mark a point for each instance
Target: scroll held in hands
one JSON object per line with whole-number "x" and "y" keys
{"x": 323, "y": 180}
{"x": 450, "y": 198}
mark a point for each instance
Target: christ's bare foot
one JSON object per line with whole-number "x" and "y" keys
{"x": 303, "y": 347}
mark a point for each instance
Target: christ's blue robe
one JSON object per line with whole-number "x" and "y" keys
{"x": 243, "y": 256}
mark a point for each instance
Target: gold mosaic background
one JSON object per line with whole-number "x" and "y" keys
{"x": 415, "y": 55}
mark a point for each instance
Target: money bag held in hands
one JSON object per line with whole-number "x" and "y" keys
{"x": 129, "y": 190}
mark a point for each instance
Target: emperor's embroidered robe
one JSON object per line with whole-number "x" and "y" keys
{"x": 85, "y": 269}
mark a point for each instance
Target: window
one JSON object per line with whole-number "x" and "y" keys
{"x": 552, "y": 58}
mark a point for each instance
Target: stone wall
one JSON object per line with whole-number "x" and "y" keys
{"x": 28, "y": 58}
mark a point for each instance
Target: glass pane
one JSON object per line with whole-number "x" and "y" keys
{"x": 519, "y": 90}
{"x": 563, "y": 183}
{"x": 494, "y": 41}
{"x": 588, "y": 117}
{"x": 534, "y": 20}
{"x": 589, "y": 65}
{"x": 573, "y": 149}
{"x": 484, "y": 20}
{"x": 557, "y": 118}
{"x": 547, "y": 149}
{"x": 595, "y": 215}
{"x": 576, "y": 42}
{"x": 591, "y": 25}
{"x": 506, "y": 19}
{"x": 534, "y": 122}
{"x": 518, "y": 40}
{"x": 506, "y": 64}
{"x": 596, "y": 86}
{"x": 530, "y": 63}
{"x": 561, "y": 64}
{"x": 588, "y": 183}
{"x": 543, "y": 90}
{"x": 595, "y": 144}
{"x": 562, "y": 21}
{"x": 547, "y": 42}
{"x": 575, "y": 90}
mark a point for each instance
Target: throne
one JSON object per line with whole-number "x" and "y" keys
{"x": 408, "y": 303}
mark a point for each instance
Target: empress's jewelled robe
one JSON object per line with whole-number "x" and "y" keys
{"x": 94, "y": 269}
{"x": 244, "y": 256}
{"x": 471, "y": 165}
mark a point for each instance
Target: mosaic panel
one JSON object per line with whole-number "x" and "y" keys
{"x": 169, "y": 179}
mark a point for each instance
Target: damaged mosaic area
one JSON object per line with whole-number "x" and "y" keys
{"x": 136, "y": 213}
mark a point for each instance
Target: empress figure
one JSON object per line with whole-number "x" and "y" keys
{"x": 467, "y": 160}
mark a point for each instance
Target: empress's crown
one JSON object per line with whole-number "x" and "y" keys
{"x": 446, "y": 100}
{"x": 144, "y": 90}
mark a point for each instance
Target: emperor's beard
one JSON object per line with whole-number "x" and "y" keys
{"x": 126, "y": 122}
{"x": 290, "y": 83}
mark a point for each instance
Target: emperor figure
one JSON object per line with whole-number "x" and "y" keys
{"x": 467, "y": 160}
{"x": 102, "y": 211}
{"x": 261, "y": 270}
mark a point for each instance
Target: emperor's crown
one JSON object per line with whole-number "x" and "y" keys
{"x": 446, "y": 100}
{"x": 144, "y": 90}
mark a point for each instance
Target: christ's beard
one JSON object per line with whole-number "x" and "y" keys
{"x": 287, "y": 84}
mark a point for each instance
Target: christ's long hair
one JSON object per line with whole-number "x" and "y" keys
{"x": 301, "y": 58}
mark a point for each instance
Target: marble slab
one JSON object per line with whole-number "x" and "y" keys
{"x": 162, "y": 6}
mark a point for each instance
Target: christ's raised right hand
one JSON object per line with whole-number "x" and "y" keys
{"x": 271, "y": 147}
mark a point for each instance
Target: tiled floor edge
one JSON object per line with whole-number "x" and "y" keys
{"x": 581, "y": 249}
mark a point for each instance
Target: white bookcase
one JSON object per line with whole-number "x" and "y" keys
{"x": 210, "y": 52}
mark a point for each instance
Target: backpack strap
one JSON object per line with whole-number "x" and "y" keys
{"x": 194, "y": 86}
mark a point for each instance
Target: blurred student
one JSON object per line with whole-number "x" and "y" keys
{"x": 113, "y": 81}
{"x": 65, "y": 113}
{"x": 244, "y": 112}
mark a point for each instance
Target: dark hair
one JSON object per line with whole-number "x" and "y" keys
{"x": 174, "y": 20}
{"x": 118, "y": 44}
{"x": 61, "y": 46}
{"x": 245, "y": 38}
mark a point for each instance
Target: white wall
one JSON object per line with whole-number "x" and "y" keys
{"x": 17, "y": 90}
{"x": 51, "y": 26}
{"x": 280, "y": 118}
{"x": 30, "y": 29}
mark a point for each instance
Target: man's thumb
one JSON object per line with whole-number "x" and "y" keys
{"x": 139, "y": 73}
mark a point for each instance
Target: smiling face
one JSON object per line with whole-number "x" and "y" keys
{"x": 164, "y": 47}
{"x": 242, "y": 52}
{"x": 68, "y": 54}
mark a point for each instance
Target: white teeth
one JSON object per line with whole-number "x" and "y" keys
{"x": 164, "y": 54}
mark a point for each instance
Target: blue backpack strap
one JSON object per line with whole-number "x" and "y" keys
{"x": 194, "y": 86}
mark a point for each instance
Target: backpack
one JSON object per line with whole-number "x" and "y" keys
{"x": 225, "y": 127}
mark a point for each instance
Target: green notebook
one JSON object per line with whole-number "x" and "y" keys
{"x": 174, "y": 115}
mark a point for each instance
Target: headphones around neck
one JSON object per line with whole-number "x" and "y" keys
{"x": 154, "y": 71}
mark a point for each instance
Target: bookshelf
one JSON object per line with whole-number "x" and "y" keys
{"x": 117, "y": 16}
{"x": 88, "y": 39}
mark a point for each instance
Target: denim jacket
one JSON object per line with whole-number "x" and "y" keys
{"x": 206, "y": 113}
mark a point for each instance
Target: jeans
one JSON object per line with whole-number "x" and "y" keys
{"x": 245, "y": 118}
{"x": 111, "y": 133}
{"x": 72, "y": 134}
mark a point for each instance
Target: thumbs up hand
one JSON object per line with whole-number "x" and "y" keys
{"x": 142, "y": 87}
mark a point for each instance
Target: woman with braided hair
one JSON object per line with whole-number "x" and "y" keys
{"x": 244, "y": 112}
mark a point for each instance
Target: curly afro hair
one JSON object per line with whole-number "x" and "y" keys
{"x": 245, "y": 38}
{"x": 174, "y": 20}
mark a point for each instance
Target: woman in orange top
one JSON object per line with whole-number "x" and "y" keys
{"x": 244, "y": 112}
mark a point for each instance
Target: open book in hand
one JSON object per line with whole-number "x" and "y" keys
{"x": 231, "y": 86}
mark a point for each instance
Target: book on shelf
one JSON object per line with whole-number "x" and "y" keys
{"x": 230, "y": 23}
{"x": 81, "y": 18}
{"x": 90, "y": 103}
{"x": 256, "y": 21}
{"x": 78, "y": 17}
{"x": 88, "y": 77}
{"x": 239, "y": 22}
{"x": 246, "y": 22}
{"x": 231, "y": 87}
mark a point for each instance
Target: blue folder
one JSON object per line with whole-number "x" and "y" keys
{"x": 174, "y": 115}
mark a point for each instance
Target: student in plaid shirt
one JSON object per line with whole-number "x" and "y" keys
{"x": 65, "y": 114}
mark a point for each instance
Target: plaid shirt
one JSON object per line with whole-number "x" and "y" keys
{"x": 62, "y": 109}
===============
- Task prompt -
Copy down the material exactly as written.

- Solution to the exercise -
mark a point for each instance
Target: scroll held in hands
one JSON object per line with whole-number "x" and "y" keys
{"x": 323, "y": 180}
{"x": 450, "y": 198}
mark a point for each instance
Target: christ's bare foot
one JSON object per line with whole-number "x" and "y" keys
{"x": 303, "y": 347}
mark a point for each instance
Target: christ's blue robe
one JSON object per line with whole-number "x" and "y" keys
{"x": 243, "y": 256}
mark a point for each instance
Target: gold mosaic background
one JSON object per line with whole-number "x" and "y" keys
{"x": 415, "y": 55}
mark a point for each instance
Target: money bag held in hands
one JSON object per line with whole-number "x" and "y" keys
{"x": 129, "y": 190}
mark a point for each instance
Target: emperor's embroidered robe
one JSON object per line with whole-number "x" and "y" keys
{"x": 85, "y": 269}
mark a point for each instance
Target: window
one JSON object per line with whole-number "x" and "y" keys
{"x": 552, "y": 58}
mark a point for each instance
Target: stone wall
one JSON object per line with whole-number "x" and "y" keys
{"x": 28, "y": 58}
mark a point for each instance
Target: glass pane
one JSON object per line with whole-number "x" and "y" keys
{"x": 519, "y": 90}
{"x": 563, "y": 183}
{"x": 494, "y": 41}
{"x": 588, "y": 117}
{"x": 534, "y": 20}
{"x": 589, "y": 65}
{"x": 573, "y": 149}
{"x": 484, "y": 20}
{"x": 557, "y": 118}
{"x": 547, "y": 149}
{"x": 595, "y": 215}
{"x": 576, "y": 42}
{"x": 591, "y": 25}
{"x": 506, "y": 19}
{"x": 534, "y": 122}
{"x": 518, "y": 40}
{"x": 506, "y": 64}
{"x": 596, "y": 86}
{"x": 530, "y": 63}
{"x": 561, "y": 64}
{"x": 588, "y": 183}
{"x": 543, "y": 90}
{"x": 595, "y": 144}
{"x": 562, "y": 21}
{"x": 547, "y": 42}
{"x": 575, "y": 90}
mark a point for each instance
Target: throne
one JSON object per line with whole-number "x" and "y" keys
{"x": 408, "y": 303}
mark a point for each instance
Target: empress's jewelled robe
one JSON object per line with whole-number "x" and "y" keys
{"x": 94, "y": 269}
{"x": 244, "y": 256}
{"x": 471, "y": 165}
mark a point for each instance
Target: mosaic panel
one JSON object per line with whole-number "x" and "y" keys
{"x": 169, "y": 179}
mark a point for each instance
Target: damaged mosaic area
one JSON object per line with whole-number "x" and "y" keys
{"x": 136, "y": 213}
mark a point for each instance
Target: empress figure
one JSON object per line with whole-number "x" and "y" keys
{"x": 467, "y": 160}
mark a point for each instance
Target: empress's crown
one JSON object per line with whole-number "x" and "y" keys
{"x": 446, "y": 100}
{"x": 144, "y": 90}
mark a point for each instance
Target: emperor's beard
one JSON object per line with whole-number "x" and "y" keys
{"x": 126, "y": 122}
{"x": 290, "y": 83}
mark a point for each instance
Target: emperor figure
one JSON object per line with whole-number "x" and "y" keys
{"x": 467, "y": 160}
{"x": 102, "y": 211}
{"x": 261, "y": 270}
mark a point for each instance
Target: emperor's crown
one JSON object per line with whole-number "x" and "y" keys
{"x": 446, "y": 100}
{"x": 144, "y": 90}
mark a point for each instance
Target: christ's beard
one JSON object per line with whole-number "x" and "y" keys
{"x": 287, "y": 84}
mark a point for each instance
Target: christ's long hair
one JSON object per line with whole-number "x" and "y" keys
{"x": 301, "y": 58}
mark a point for each instance
Target: marble slab
one JSON object per line with whole-number "x" and "y" keys
{"x": 162, "y": 6}
mark a point for each instance
Target: christ's raised right hand
one JSON object per line with whole-number "x" and "y" keys
{"x": 271, "y": 147}
mark a point for each instance
Target: tiled floor edge
one JSON object per line with whole-number "x" and "y" keys
{"x": 581, "y": 249}
mark a point for each instance
Target: white bookcase
one JSON object per line with whole-number "x" and "y" keys
{"x": 210, "y": 52}
mark a point for each instance
Target: backpack strap
one JSON object per line with whole-number "x" and "y" keys
{"x": 194, "y": 86}
mark a point for each instance
Target: blurred student
one JSON object per line with whole-number "x" and "y" keys
{"x": 113, "y": 81}
{"x": 65, "y": 113}
{"x": 244, "y": 112}
mark a point for each instance
Target: dark hair
one JSON object per line with whole-number "x" and "y" keys
{"x": 174, "y": 20}
{"x": 118, "y": 44}
{"x": 61, "y": 46}
{"x": 245, "y": 38}
mark a point for each instance
Target: white wall
one JSON object per line with whole-number "x" and "y" keys
{"x": 17, "y": 90}
{"x": 51, "y": 26}
{"x": 280, "y": 118}
{"x": 30, "y": 29}
mark a point for each instance
Target: man's thumb
one JSON object per line with whole-number "x" and "y" keys
{"x": 139, "y": 73}
mark a point for each instance
Target: smiling face
one JSON object per line with whole-number "x" and "y" keys
{"x": 164, "y": 47}
{"x": 242, "y": 52}
{"x": 68, "y": 54}
mark a point for each instance
Target: white teeth
one JSON object per line with whole-number "x" and "y" keys
{"x": 164, "y": 54}
mark a point for each instance
Target: blue backpack strap
one JSON object per line with whole-number "x" and "y" keys
{"x": 194, "y": 86}
mark a point for each instance
Target: backpack
one JSON object per line with whole-number "x" and "y" keys
{"x": 225, "y": 127}
mark a point for each instance
Target: green notebook
one JSON object per line with whole-number "x" and "y" keys
{"x": 174, "y": 115}
mark a point for each instance
Target: headphones around neck
one JSON object per line with whole-number "x" and "y" keys
{"x": 154, "y": 71}
mark a point for each instance
Target: bookshelf
one JSON object per line with whole-number "x" and "y" keys
{"x": 117, "y": 16}
{"x": 88, "y": 39}
mark a point for each instance
Target: denim jacket
one JSON object per line with whole-number "x" and "y" keys
{"x": 206, "y": 113}
mark a point for each instance
Target: jeans
one JSON object per line with whole-number "x" and "y" keys
{"x": 245, "y": 118}
{"x": 111, "y": 133}
{"x": 72, "y": 134}
mark a point for each instance
Target: thumbs up hand
one JSON object per line with whole-number "x" and "y" keys
{"x": 142, "y": 87}
mark a point for each instance
Target: woman with braided hair
one JSON object per line with whole-number "x" and "y" keys
{"x": 244, "y": 112}
mark a point for each instance
Target: curly afro hair
one JSON object per line with whole-number "x" and "y" keys
{"x": 245, "y": 38}
{"x": 174, "y": 20}
mark a point for each instance
Target: woman in orange top
one JSON object per line with whole-number "x" and "y" keys
{"x": 244, "y": 112}
mark a point for each instance
Target: open book in hand
one JSON object per line with whole-number "x" and "y" keys
{"x": 231, "y": 86}
mark a point for each instance
Target: book on shelf
one JSON object per line with whole-number "x" and "y" keys
{"x": 230, "y": 23}
{"x": 81, "y": 18}
{"x": 90, "y": 103}
{"x": 256, "y": 21}
{"x": 78, "y": 17}
{"x": 88, "y": 77}
{"x": 239, "y": 22}
{"x": 246, "y": 22}
{"x": 231, "y": 87}
mark a point for each instance
Target: blue folder
one JSON object per line with whole-number "x" and "y" keys
{"x": 174, "y": 115}
mark a point for each instance
Target: student in plaid shirt
one JSON object per line with whole-number "x" and "y" keys
{"x": 65, "y": 114}
mark a point for each instance
Target: plaid shirt
one JSON object per line with whole-number "x" and "y" keys
{"x": 62, "y": 109}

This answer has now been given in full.